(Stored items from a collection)
---
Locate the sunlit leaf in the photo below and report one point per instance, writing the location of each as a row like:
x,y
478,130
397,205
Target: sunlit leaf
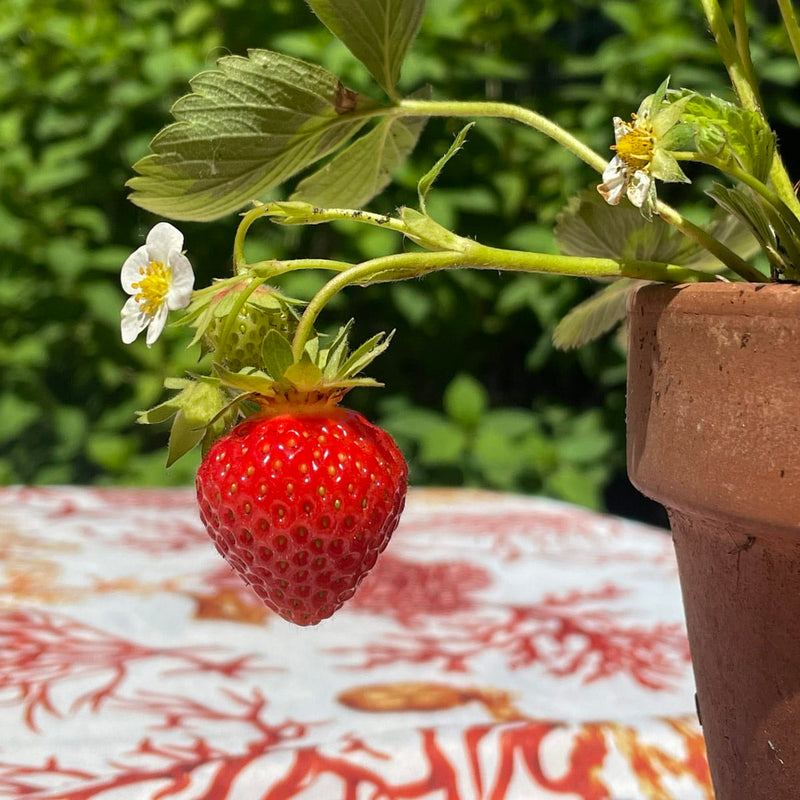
---
=== What is being asked ===
Render the data as a JSON list of strings, one string per line, leaving out blank lines and the pictures.

=== Exercise response ===
[
  "Locate the sunlit leaf in the photo below and report one point per instance, writing the location of each as a row like:",
  "x,y",
  "478,130",
  "397,205",
  "Target: sunlit leaf"
]